— start Input —

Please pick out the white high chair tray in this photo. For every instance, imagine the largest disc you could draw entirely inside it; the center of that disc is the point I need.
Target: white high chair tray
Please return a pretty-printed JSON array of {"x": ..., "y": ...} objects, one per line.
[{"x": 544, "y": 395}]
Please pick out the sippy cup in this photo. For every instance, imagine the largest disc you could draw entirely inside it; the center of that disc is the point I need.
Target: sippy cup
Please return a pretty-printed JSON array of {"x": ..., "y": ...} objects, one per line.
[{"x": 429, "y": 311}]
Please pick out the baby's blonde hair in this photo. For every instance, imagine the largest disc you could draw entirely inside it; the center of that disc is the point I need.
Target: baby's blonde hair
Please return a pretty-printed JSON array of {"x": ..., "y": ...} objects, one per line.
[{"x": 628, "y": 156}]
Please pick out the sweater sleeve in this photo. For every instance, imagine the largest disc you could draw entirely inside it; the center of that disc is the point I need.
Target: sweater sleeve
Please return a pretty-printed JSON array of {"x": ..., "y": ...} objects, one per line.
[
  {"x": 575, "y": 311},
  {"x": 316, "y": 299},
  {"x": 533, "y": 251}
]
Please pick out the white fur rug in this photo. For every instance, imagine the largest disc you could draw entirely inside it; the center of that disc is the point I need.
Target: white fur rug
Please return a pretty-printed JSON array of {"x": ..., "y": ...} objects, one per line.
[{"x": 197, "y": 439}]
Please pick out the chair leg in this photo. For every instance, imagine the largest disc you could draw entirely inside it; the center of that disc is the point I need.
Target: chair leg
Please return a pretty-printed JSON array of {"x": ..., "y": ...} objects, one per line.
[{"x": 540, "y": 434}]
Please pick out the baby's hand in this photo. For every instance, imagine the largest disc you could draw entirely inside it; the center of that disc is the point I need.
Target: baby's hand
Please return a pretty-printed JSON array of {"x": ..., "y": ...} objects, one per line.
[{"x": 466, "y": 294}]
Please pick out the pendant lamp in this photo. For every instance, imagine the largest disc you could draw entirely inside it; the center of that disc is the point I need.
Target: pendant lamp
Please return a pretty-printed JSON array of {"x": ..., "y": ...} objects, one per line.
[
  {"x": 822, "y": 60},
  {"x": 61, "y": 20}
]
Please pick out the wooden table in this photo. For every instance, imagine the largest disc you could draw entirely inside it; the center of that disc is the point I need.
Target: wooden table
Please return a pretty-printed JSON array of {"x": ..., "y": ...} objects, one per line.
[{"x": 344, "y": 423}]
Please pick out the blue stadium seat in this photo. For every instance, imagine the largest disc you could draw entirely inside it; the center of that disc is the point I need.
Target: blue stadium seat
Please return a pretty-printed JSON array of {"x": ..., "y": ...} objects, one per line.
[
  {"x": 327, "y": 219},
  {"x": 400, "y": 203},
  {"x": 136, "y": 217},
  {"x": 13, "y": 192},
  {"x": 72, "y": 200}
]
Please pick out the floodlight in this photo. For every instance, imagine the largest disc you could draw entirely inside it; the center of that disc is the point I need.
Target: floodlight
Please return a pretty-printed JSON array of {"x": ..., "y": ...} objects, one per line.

— end Input —

Set down, word for word, only the lines running from the line with "Please pick out the blue" to the last line of the listing above. Both of those lines belong in your answer.

Please pick out the blue stadium seat in this photo. For every instance, imagine the largest disc you could draw entirely inside it; the center of that disc is the point I need.
Target: blue stadium seat
Please return a pretty-printed JSON array of {"x": ..., "y": ...} objects, one per line.
[
  {"x": 327, "y": 219},
  {"x": 400, "y": 203},
  {"x": 136, "y": 217},
  {"x": 13, "y": 192},
  {"x": 72, "y": 200}
]
Please pick out the floodlight in this photo. For every instance, imagine the largest disc you could draw entirely inside it; the center of that disc is the point I need.
Target: floodlight
Please return a pretty-printed JSON array of {"x": ..., "y": ...} objects, one per line.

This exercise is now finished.